### Work instructions
From the data below, pull out and copy each line that contains the word "white". Match case exactly.

### Records supplied
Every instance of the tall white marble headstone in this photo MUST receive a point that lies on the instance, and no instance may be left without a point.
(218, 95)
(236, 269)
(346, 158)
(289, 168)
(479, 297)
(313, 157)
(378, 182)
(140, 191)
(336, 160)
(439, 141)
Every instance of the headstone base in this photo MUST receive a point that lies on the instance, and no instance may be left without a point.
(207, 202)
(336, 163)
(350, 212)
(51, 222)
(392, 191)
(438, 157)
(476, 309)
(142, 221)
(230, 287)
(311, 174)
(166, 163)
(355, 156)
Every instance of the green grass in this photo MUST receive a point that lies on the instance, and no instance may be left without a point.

==

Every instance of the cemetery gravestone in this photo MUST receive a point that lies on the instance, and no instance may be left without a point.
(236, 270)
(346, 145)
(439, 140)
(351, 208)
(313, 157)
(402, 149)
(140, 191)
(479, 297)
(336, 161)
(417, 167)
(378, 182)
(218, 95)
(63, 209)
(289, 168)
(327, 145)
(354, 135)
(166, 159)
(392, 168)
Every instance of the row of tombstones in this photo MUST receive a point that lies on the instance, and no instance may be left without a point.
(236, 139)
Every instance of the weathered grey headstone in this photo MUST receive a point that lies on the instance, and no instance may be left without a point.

==

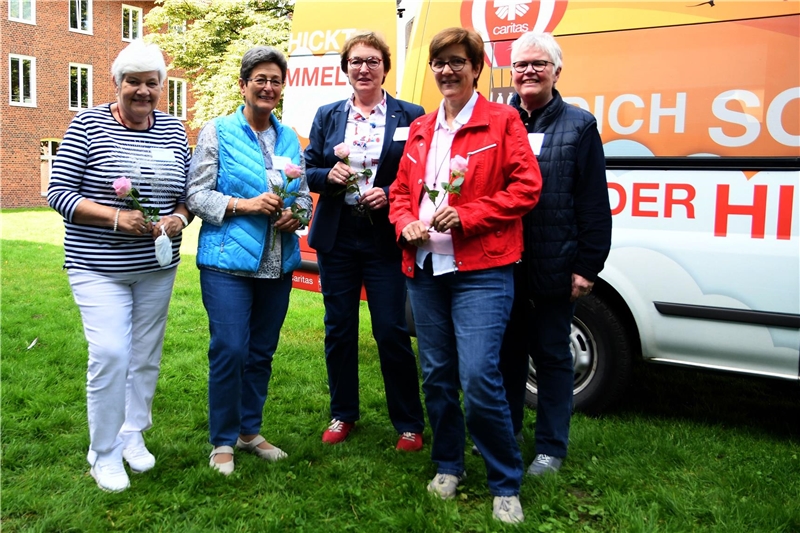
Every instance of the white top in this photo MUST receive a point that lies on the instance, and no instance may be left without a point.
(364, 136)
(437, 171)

### Completed task
Every instance of the tall white marble headstone in this photo MUST receive a point that lies on the instance, and no instance may be left without a point.
Every instance of the white top in this photo MUST receive a point that lies on the instance, and no instance may be left without a point.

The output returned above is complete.